_EXCERPT PROVIDED_
Geocaching is a relatively new sport, although it crosses the line into hobby as well. It can be played by individuals, families, teams or groups of people. In short, you are looking for hidden containers that may contain notes, or small "treasures" known as "bugs." There are also tokens. Some are official with the geocaching logo; others are more personal items, that can be tagged, and challenged to travel to as many other destinations as possible.

One of the great things about this sport/hobby (Perhaps a new word is needed: Spobby? Hort?) is that it can be played out virtually anywhere. You can participate in geocaching while out camping; on a picnic; or in the city where you live. You can also hunt out caches in other cities while on vacation.

Participants and enthusiasts are located around the world.

What Equipment Do You Need?

The main piece of equipment is a GPS device of some sort. The one in your phone may or may not work; you might need a dedicated device such as a TomTom. Some cars have built in GPS, but those may not be completely useful, as many of the sites are walk-in or hike-in locations, not accessible to cars.

The device must be capable of setting the destination by latitude and longitude (lat/long) coordinates instead of by street address. For example, the GPS in my car (a 2005 model) will allow me to query for the lat/long after I arrive someplace, but it will not allow me to input that as a destination; I have to give it a street address. So for that reason, I bought a handheld TomTom unit. It will handle either type of input, so I am also able to use it in my other vehicle, which does not have GPS.

I am not sure if today's fancy "smart" phones have that ability or not. I don't own one of those. My cell phone is a pay-as-you-go and all it does is make phone calls.

_Data listing_
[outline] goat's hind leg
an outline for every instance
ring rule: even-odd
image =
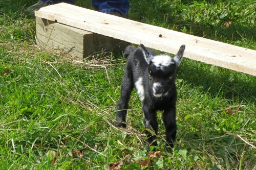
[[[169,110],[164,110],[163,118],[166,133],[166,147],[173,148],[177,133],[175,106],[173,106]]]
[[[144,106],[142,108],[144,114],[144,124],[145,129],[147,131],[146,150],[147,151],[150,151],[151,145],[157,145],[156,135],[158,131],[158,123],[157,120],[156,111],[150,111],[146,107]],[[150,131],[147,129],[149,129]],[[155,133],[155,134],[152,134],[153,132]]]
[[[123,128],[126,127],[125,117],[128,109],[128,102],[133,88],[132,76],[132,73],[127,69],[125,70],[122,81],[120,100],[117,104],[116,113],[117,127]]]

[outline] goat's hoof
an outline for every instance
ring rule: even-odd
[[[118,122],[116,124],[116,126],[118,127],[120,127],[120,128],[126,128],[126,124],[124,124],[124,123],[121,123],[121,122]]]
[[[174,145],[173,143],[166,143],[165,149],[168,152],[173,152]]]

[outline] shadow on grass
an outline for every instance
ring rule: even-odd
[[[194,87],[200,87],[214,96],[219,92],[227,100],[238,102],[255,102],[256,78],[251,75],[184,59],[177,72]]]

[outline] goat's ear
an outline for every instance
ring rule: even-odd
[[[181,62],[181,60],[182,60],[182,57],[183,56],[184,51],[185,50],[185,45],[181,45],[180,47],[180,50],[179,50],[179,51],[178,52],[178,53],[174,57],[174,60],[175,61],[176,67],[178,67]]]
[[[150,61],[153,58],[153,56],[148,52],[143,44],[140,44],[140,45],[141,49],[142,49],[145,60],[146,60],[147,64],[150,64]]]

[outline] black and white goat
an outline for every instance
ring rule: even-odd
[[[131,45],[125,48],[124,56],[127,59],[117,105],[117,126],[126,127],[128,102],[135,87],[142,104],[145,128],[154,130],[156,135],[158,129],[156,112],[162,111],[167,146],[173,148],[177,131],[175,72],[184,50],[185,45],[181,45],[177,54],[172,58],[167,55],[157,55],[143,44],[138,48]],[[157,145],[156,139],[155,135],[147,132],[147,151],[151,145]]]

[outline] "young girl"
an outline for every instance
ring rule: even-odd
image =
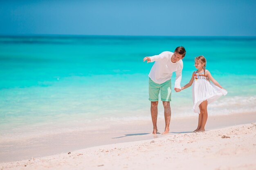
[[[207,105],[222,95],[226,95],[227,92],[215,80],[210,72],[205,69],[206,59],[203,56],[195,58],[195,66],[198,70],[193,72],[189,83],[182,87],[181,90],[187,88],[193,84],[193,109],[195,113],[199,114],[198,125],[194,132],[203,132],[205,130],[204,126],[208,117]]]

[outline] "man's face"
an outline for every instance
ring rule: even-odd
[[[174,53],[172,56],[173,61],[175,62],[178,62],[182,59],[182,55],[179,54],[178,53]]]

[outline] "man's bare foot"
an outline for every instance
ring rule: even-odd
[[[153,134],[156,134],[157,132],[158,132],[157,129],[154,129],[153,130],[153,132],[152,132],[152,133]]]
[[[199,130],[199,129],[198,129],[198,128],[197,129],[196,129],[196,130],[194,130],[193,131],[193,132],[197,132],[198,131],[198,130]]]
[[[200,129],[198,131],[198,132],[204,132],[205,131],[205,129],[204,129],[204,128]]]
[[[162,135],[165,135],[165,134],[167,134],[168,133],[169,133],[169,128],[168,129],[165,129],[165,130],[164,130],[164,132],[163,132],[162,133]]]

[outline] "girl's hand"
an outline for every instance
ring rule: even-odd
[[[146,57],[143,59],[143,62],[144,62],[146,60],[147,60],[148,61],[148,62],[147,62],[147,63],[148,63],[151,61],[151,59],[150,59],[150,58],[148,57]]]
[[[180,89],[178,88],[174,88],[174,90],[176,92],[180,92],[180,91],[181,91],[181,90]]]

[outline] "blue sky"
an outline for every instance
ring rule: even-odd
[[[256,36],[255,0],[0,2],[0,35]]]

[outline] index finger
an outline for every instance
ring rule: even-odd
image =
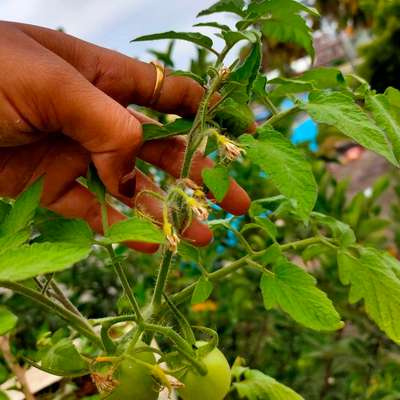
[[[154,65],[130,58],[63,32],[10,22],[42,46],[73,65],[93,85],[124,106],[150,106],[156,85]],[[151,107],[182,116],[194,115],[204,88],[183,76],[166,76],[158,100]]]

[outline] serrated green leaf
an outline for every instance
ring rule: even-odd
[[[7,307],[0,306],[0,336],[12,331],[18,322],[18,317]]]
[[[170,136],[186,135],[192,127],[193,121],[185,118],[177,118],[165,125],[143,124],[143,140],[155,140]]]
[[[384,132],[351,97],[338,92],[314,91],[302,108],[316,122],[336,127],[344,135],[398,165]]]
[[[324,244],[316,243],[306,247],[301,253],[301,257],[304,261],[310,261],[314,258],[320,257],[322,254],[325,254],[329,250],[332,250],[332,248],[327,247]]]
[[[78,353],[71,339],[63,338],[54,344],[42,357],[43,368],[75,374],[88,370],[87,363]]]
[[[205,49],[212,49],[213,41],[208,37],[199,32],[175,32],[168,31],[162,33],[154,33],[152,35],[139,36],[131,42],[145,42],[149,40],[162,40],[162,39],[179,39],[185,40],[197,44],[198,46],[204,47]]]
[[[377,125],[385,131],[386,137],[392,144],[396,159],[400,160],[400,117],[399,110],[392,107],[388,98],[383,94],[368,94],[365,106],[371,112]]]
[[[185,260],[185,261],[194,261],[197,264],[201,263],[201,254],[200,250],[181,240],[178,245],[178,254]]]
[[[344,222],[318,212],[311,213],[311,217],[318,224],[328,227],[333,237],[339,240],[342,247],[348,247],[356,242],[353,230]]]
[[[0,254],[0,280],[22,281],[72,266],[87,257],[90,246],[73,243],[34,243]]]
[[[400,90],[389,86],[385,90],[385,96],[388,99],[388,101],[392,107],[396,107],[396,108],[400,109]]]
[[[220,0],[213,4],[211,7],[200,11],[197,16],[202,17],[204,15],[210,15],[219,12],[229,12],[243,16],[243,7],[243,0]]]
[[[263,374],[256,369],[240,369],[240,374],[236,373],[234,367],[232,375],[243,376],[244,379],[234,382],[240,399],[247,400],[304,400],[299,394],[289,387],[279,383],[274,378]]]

_WHAT THIS EXERCISE ASKS_
A) How would you say "Participants and enthusiasts are located around the world." from the geocaching excerpt in Spanish?
B) Can you carry the geocaching excerpt forward by writing the next part after its final sentence?
None of these items matter here.

_THE ANSWERS_
A) Los participantes y aficionados se encuentran en todo el mundo.

B)
A compass might be an interesting secondary thing to bring along, but it is not really needed. Since the GPS will be telling you your heading and progress, the compass can be used to see visually which way you are going, and it can be a neat way to learn to use a compass.

What Is A Cache, Anyway?

According to the dictionary, a cache (pronounced the same as cash that refers to money), is a hiding place, especially in the ground. Geocaching uses both in-ground and above-ground cache places, depending on the area.

Where Do You Find Caches?

If the area has heavy rains or fog and is usually damp, the cache will probably be above ground. It could be hidden in the hollow of a tree, or it could be a magnetic container under a park bench or creekside guard rail.

Buried caches must be placed only in areas where you have permission to be digging, so this usually excludes public parks.

What Is Inside a Cache?

As mentioned briefly above, it could be a 'travel bug' or token, or it might be a simple piece of paper, known as a log. Pretty much all caches will have a log, in addition to anything else they may contain. When you find a cache, you will look at what is inside, and determine your course of action.

What about you?

Have you ever heard of geocaching before?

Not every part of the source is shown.